Transcribe the following lines word for word, leaving out the pictures.

## RAW RECORDS
····················

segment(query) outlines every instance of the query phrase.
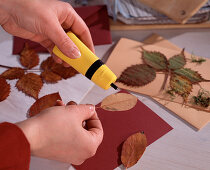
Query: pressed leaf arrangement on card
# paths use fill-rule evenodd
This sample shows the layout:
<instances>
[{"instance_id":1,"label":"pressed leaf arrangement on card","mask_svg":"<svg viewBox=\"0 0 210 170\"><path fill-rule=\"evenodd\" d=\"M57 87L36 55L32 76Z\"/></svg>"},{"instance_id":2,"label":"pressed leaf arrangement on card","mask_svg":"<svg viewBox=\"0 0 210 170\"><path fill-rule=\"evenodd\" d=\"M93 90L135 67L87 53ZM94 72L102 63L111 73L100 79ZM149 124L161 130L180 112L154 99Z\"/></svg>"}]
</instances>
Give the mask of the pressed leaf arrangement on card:
<instances>
[{"instance_id":1,"label":"pressed leaf arrangement on card","mask_svg":"<svg viewBox=\"0 0 210 170\"><path fill-rule=\"evenodd\" d=\"M159 90L170 94L173 99L176 98L176 95L181 96L183 104L189 101L188 97L192 92L193 85L210 82L210 80L204 79L198 71L185 68L187 59L184 49L169 58L159 51L148 51L141 47L140 57L143 62L125 68L118 77L118 82L134 88L141 87L154 81L157 74L164 74L163 82L159 82L162 83ZM195 60L193 61L195 62ZM169 81L168 84L167 81ZM166 86L168 86L167 89ZM203 105L199 106L203 107Z\"/></svg>"},{"instance_id":2,"label":"pressed leaf arrangement on card","mask_svg":"<svg viewBox=\"0 0 210 170\"><path fill-rule=\"evenodd\" d=\"M126 68L117 81L127 86L145 86L155 79L156 73L162 72L165 74L165 80L160 90L165 90L167 79L170 76L169 90L182 96L184 102L187 101L193 84L199 84L202 81L209 82L197 71L184 68L186 64L184 49L167 60L161 52L147 51L142 48L142 60L144 64Z\"/></svg>"}]
</instances>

····················

## WRITTEN REPLY
segment(query) outlines every instance of the query phrase.
Query: pressed leaf arrangement on card
# paths use fill-rule evenodd
This sample shows the layout:
<instances>
[{"instance_id":1,"label":"pressed leaf arrangement on card","mask_svg":"<svg viewBox=\"0 0 210 170\"><path fill-rule=\"evenodd\" d=\"M57 87L36 55L32 76Z\"/></svg>"},{"instance_id":2,"label":"pressed leaf arrangement on card","mask_svg":"<svg viewBox=\"0 0 210 170\"><path fill-rule=\"evenodd\" d=\"M93 90L135 67L87 53ZM94 72L102 63L111 73L100 79ZM149 124L161 130L180 112L154 99Z\"/></svg>"}]
</instances>
Give the mask of the pressed leaf arrangement on card:
<instances>
[{"instance_id":1,"label":"pressed leaf arrangement on card","mask_svg":"<svg viewBox=\"0 0 210 170\"><path fill-rule=\"evenodd\" d=\"M159 90L170 94L173 99L176 98L176 95L181 96L183 104L189 101L188 97L192 92L193 85L210 82L210 80L204 79L198 71L185 68L187 59L184 49L169 58L159 51L148 51L141 47L140 57L143 62L125 68L118 77L118 82L134 88L141 87L154 81L157 74L164 74L163 82L159 82L162 83ZM195 60L193 61L195 62ZM169 81L168 84L167 81ZM166 86L168 86L167 89ZM203 105L199 106L203 107Z\"/></svg>"},{"instance_id":2,"label":"pressed leaf arrangement on card","mask_svg":"<svg viewBox=\"0 0 210 170\"><path fill-rule=\"evenodd\" d=\"M126 68L117 81L127 86L145 86L155 79L156 73L162 72L165 74L165 80L160 90L165 90L167 79L170 76L169 90L182 96L184 102L187 101L193 84L199 84L202 81L209 82L197 71L184 68L186 64L184 49L167 60L161 52L147 51L142 48L142 60L144 64Z\"/></svg>"}]
</instances>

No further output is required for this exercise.